Please rewrite the lines below as a numbered list, leaving out any blank lines, and omit the pictures from your answer.

[Records shown]
>> Start
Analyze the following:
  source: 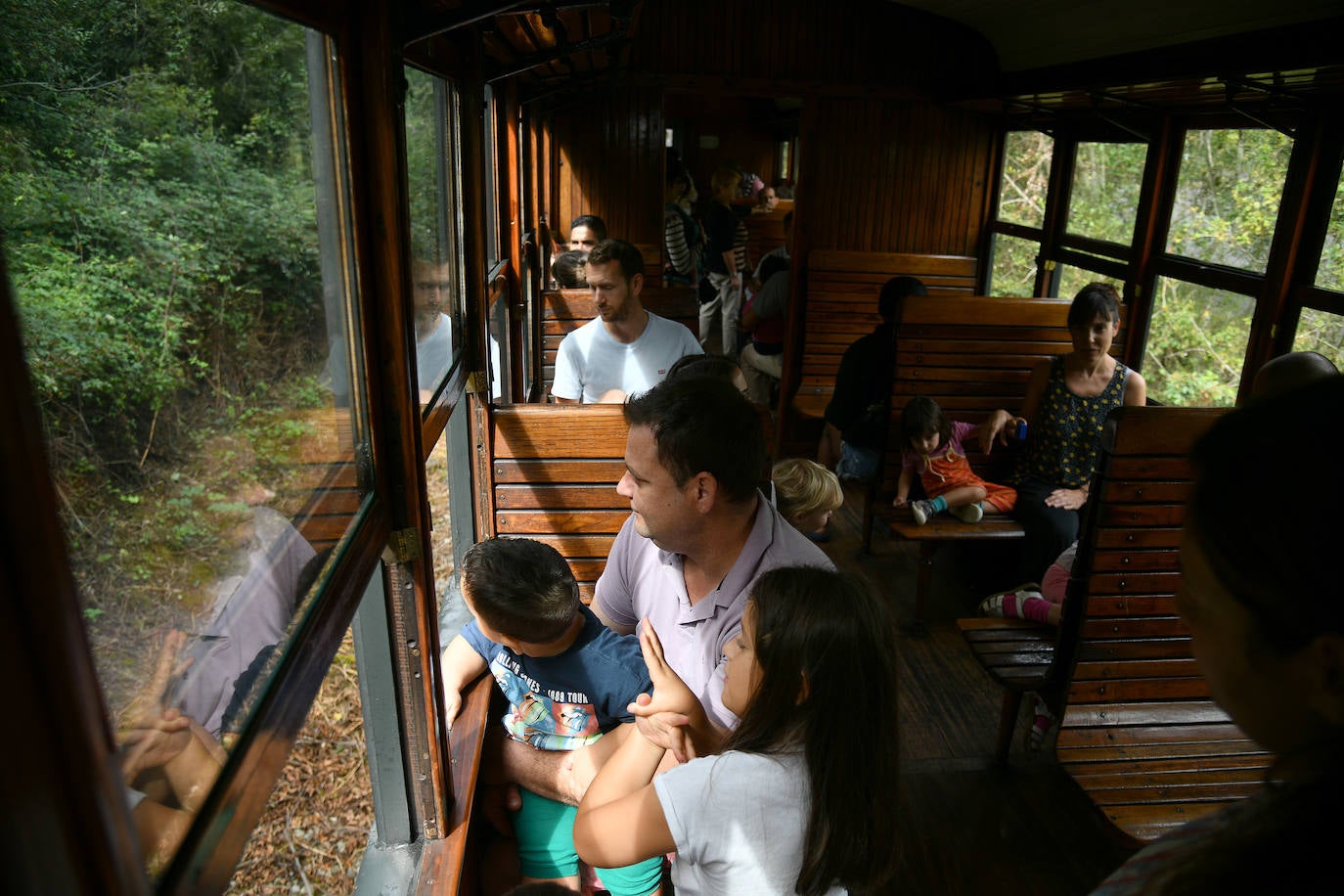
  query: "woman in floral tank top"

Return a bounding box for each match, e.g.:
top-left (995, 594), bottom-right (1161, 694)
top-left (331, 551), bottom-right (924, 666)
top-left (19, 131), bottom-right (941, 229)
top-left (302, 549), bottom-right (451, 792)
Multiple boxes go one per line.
>> End
[Solution below]
1. Analyze the following:
2.   source: 
3.   query: "woman in floral tank top"
4. Return a bounding box for each match, e.g.:
5. top-left (995, 594), bottom-right (1161, 694)
6. top-left (331, 551), bottom-right (924, 666)
7. top-left (19, 131), bottom-right (941, 229)
8. top-left (302, 549), bottom-right (451, 792)
9. Multiple boxes go one per line.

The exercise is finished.